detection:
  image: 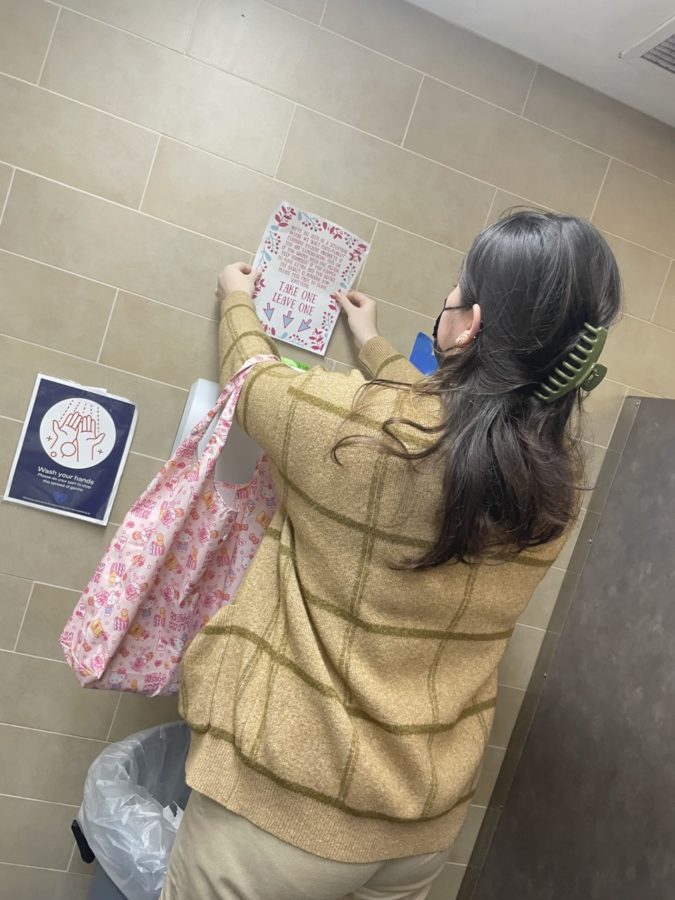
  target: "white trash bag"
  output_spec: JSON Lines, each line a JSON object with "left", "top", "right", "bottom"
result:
{"left": 79, "top": 721, "right": 191, "bottom": 900}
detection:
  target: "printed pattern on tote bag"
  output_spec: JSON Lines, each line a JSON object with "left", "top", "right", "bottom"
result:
{"left": 60, "top": 356, "right": 278, "bottom": 696}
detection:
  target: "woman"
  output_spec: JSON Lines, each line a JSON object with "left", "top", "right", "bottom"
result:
{"left": 162, "top": 211, "right": 621, "bottom": 899}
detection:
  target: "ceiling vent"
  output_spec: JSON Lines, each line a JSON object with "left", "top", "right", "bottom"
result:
{"left": 640, "top": 34, "right": 675, "bottom": 74}
{"left": 620, "top": 15, "right": 675, "bottom": 76}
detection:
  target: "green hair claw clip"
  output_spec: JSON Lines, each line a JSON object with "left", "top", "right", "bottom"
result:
{"left": 534, "top": 323, "right": 608, "bottom": 404}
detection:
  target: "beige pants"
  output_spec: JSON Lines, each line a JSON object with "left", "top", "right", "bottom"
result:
{"left": 161, "top": 791, "right": 450, "bottom": 900}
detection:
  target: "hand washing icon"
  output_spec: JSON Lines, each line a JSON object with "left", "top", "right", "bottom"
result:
{"left": 40, "top": 399, "right": 116, "bottom": 469}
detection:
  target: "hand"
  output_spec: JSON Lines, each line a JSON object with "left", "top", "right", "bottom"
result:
{"left": 77, "top": 415, "right": 107, "bottom": 462}
{"left": 216, "top": 262, "right": 261, "bottom": 301}
{"left": 333, "top": 290, "right": 379, "bottom": 350}
{"left": 48, "top": 412, "right": 81, "bottom": 460}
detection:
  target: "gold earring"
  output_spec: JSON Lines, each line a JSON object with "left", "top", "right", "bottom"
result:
{"left": 455, "top": 333, "right": 469, "bottom": 347}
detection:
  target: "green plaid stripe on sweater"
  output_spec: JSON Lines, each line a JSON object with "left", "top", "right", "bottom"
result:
{"left": 179, "top": 291, "right": 561, "bottom": 863}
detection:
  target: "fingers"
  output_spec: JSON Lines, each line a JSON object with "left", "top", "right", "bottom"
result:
{"left": 347, "top": 290, "right": 372, "bottom": 307}
{"left": 332, "top": 290, "right": 374, "bottom": 311}
{"left": 331, "top": 291, "right": 351, "bottom": 314}
{"left": 218, "top": 261, "right": 251, "bottom": 276}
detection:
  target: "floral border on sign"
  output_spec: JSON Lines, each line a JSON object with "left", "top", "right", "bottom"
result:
{"left": 253, "top": 204, "right": 368, "bottom": 353}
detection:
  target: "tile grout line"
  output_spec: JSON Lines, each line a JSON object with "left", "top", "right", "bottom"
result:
{"left": 581, "top": 385, "right": 628, "bottom": 450}
{"left": 33, "top": 0, "right": 573, "bottom": 148}
{"left": 96, "top": 289, "right": 119, "bottom": 363}
{"left": 0, "top": 248, "right": 222, "bottom": 321}
{"left": 5, "top": 119, "right": 671, "bottom": 262}
{"left": 0, "top": 167, "right": 15, "bottom": 230}
{"left": 26, "top": 5, "right": 654, "bottom": 194}
{"left": 0, "top": 413, "right": 23, "bottom": 423}
{"left": 4, "top": 146, "right": 459, "bottom": 259}
{"left": 0, "top": 791, "right": 79, "bottom": 809}
{"left": 588, "top": 156, "right": 613, "bottom": 222}
{"left": 0, "top": 330, "right": 191, "bottom": 393}
{"left": 2, "top": 647, "right": 68, "bottom": 665}
{"left": 519, "top": 63, "right": 538, "bottom": 117}
{"left": 4, "top": 164, "right": 253, "bottom": 256}
{"left": 37, "top": 6, "right": 61, "bottom": 86}
{"left": 66, "top": 844, "right": 77, "bottom": 873}
{"left": 105, "top": 694, "right": 124, "bottom": 742}
{"left": 9, "top": 577, "right": 76, "bottom": 593}
{"left": 319, "top": 0, "right": 329, "bottom": 27}
{"left": 43, "top": 1, "right": 191, "bottom": 56}
{"left": 0, "top": 862, "right": 87, "bottom": 875}
{"left": 12, "top": 582, "right": 36, "bottom": 652}
{"left": 273, "top": 104, "right": 297, "bottom": 179}
{"left": 3, "top": 71, "right": 160, "bottom": 136}
{"left": 650, "top": 258, "right": 673, "bottom": 322}
{"left": 129, "top": 448, "right": 166, "bottom": 463}
{"left": 260, "top": 0, "right": 318, "bottom": 26}
{"left": 309, "top": 21, "right": 675, "bottom": 184}
{"left": 1, "top": 234, "right": 674, "bottom": 338}
{"left": 4, "top": 275, "right": 675, "bottom": 387}
{"left": 0, "top": 151, "right": 465, "bottom": 255}
{"left": 365, "top": 220, "right": 463, "bottom": 254}
{"left": 497, "top": 677, "right": 536, "bottom": 692}
{"left": 1, "top": 69, "right": 671, "bottom": 254}
{"left": 512, "top": 622, "right": 547, "bottom": 634}
{"left": 0, "top": 142, "right": 671, "bottom": 287}
{"left": 595, "top": 154, "right": 675, "bottom": 186}
{"left": 356, "top": 287, "right": 435, "bottom": 322}
{"left": 598, "top": 228, "right": 673, "bottom": 261}
{"left": 622, "top": 309, "right": 675, "bottom": 335}
{"left": 0, "top": 274, "right": 214, "bottom": 324}
{"left": 183, "top": 0, "right": 204, "bottom": 55}
{"left": 355, "top": 219, "right": 379, "bottom": 288}
{"left": 399, "top": 74, "right": 425, "bottom": 148}
{"left": 30, "top": 7, "right": 675, "bottom": 188}
{"left": 482, "top": 187, "right": 499, "bottom": 228}
{"left": 0, "top": 720, "right": 109, "bottom": 743}
{"left": 137, "top": 133, "right": 162, "bottom": 210}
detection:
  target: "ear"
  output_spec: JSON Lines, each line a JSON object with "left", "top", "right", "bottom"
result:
{"left": 467, "top": 304, "right": 481, "bottom": 341}
{"left": 455, "top": 304, "right": 482, "bottom": 347}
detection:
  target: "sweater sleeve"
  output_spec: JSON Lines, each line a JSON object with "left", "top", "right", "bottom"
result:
{"left": 218, "top": 291, "right": 281, "bottom": 388}
{"left": 358, "top": 335, "right": 423, "bottom": 384}
{"left": 218, "top": 291, "right": 327, "bottom": 467}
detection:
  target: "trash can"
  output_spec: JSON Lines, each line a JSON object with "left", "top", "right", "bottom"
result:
{"left": 72, "top": 720, "right": 191, "bottom": 900}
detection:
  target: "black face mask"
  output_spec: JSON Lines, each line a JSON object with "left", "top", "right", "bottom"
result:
{"left": 432, "top": 311, "right": 445, "bottom": 363}
{"left": 432, "top": 298, "right": 473, "bottom": 362}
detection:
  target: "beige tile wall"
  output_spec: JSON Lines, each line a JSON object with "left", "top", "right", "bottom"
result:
{"left": 0, "top": 0, "right": 674, "bottom": 895}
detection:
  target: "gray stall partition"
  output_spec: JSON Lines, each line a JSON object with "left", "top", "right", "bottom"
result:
{"left": 459, "top": 398, "right": 675, "bottom": 900}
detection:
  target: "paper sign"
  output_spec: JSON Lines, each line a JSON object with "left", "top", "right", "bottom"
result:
{"left": 252, "top": 203, "right": 369, "bottom": 355}
{"left": 4, "top": 375, "right": 137, "bottom": 525}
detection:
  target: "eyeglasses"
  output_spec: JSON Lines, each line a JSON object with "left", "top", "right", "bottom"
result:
{"left": 433, "top": 297, "right": 477, "bottom": 344}
{"left": 439, "top": 296, "right": 473, "bottom": 314}
{"left": 433, "top": 298, "right": 472, "bottom": 342}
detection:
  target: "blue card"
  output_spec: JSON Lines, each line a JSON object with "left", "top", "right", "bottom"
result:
{"left": 409, "top": 332, "right": 438, "bottom": 375}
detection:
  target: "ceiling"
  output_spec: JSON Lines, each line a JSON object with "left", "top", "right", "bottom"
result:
{"left": 408, "top": 0, "right": 675, "bottom": 128}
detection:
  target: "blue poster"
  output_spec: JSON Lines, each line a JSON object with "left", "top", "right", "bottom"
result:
{"left": 4, "top": 375, "right": 137, "bottom": 525}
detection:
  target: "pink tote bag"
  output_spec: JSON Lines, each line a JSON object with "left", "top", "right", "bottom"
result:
{"left": 60, "top": 356, "right": 277, "bottom": 697}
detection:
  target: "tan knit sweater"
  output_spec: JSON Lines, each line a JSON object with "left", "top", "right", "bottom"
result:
{"left": 179, "top": 291, "right": 562, "bottom": 863}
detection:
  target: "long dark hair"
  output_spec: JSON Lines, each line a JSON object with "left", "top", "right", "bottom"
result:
{"left": 334, "top": 211, "right": 622, "bottom": 568}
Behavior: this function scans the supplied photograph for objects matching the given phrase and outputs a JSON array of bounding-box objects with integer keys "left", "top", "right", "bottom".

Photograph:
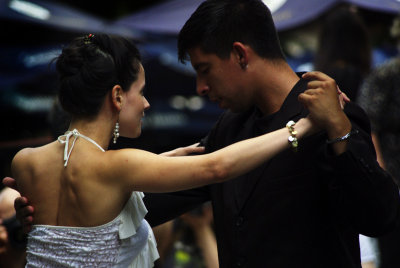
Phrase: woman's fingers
[{"left": 160, "top": 143, "right": 205, "bottom": 157}]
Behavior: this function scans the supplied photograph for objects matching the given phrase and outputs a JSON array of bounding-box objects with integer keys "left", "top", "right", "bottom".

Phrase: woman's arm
[{"left": 105, "top": 118, "right": 314, "bottom": 193}]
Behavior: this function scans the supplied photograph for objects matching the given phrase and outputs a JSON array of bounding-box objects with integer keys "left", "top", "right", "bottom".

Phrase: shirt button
[
  {"left": 236, "top": 257, "right": 245, "bottom": 267},
  {"left": 236, "top": 216, "right": 244, "bottom": 227}
]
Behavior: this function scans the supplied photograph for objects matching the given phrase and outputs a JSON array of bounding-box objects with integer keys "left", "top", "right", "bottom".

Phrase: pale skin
[{"left": 10, "top": 63, "right": 320, "bottom": 228}]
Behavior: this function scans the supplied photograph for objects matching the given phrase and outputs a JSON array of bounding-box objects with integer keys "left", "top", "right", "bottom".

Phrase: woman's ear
[
  {"left": 111, "top": 85, "right": 123, "bottom": 111},
  {"left": 232, "top": 42, "right": 249, "bottom": 70}
]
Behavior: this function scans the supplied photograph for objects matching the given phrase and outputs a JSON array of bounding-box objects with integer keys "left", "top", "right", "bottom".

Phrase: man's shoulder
[
  {"left": 212, "top": 108, "right": 256, "bottom": 134},
  {"left": 219, "top": 109, "right": 255, "bottom": 124},
  {"left": 203, "top": 109, "right": 256, "bottom": 150}
]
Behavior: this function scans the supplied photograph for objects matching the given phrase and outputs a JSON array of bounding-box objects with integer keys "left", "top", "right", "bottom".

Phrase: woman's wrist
[
  {"left": 295, "top": 118, "right": 313, "bottom": 138},
  {"left": 285, "top": 118, "right": 313, "bottom": 152}
]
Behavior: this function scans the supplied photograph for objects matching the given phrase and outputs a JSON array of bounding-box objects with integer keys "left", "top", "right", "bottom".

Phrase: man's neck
[{"left": 254, "top": 63, "right": 300, "bottom": 116}]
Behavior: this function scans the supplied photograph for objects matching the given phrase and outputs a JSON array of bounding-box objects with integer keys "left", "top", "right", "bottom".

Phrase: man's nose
[{"left": 196, "top": 79, "right": 210, "bottom": 96}]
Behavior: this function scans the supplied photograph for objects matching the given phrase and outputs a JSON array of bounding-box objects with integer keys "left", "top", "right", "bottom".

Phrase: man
[
  {"left": 146, "top": 1, "right": 399, "bottom": 267},
  {"left": 6, "top": 1, "right": 400, "bottom": 267}
]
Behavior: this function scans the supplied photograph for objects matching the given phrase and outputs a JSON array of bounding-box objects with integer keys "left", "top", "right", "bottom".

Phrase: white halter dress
[{"left": 25, "top": 129, "right": 159, "bottom": 268}]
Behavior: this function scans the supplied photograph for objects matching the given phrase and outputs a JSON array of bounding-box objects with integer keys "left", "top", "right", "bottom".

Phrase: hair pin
[{"left": 84, "top": 34, "right": 95, "bottom": 45}]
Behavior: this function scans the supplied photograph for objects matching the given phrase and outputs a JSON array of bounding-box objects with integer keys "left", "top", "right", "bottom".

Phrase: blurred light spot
[
  {"left": 159, "top": 53, "right": 195, "bottom": 76},
  {"left": 186, "top": 96, "right": 204, "bottom": 111},
  {"left": 263, "top": 0, "right": 287, "bottom": 13},
  {"left": 9, "top": 0, "right": 50, "bottom": 20},
  {"left": 23, "top": 49, "right": 60, "bottom": 68},
  {"left": 159, "top": 53, "right": 174, "bottom": 65},
  {"left": 169, "top": 95, "right": 205, "bottom": 111},
  {"left": 169, "top": 95, "right": 187, "bottom": 110},
  {"left": 296, "top": 62, "right": 313, "bottom": 72},
  {"left": 143, "top": 112, "right": 188, "bottom": 129},
  {"left": 14, "top": 95, "right": 54, "bottom": 112}
]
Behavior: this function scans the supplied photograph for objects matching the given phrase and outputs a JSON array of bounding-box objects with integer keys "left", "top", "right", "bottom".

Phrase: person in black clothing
[
  {"left": 7, "top": 1, "right": 400, "bottom": 267},
  {"left": 145, "top": 1, "right": 399, "bottom": 267}
]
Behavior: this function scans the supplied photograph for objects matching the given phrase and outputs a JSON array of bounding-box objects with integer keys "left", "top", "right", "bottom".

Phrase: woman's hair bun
[{"left": 56, "top": 34, "right": 141, "bottom": 118}]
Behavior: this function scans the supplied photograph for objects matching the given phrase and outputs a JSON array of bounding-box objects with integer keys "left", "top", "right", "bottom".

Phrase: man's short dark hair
[{"left": 178, "top": 0, "right": 285, "bottom": 63}]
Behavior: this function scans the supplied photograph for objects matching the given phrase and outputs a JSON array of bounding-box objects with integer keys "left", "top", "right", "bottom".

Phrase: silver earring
[{"left": 113, "top": 122, "right": 119, "bottom": 144}]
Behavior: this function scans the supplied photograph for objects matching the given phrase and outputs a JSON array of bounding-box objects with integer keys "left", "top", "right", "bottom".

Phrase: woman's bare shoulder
[
  {"left": 12, "top": 147, "right": 34, "bottom": 166},
  {"left": 102, "top": 147, "right": 160, "bottom": 169},
  {"left": 98, "top": 148, "right": 158, "bottom": 183},
  {"left": 11, "top": 147, "right": 34, "bottom": 181},
  {"left": 11, "top": 142, "right": 59, "bottom": 174}
]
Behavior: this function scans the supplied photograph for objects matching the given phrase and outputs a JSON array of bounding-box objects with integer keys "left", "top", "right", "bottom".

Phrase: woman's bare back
[{"left": 12, "top": 139, "right": 129, "bottom": 227}]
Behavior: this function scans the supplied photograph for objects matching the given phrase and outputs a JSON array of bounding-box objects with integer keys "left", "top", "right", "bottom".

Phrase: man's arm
[
  {"left": 300, "top": 71, "right": 352, "bottom": 155},
  {"left": 300, "top": 71, "right": 400, "bottom": 236},
  {"left": 144, "top": 188, "right": 210, "bottom": 227},
  {"left": 318, "top": 103, "right": 399, "bottom": 236}
]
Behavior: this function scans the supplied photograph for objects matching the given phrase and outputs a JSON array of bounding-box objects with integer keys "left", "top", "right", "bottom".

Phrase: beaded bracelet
[
  {"left": 286, "top": 120, "right": 298, "bottom": 152},
  {"left": 326, "top": 129, "right": 359, "bottom": 144}
]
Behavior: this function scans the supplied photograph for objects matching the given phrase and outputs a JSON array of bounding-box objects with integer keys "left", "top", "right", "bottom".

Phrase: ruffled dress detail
[
  {"left": 25, "top": 129, "right": 159, "bottom": 267},
  {"left": 26, "top": 192, "right": 159, "bottom": 267}
]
......
WORK INSTRUCTIONS — Every line that contains the string "green" should be copied from the records.

SOLUTION TO THIS TASK —
  target: "green hair claw clip"
  target: "green plaid stripe on sweater"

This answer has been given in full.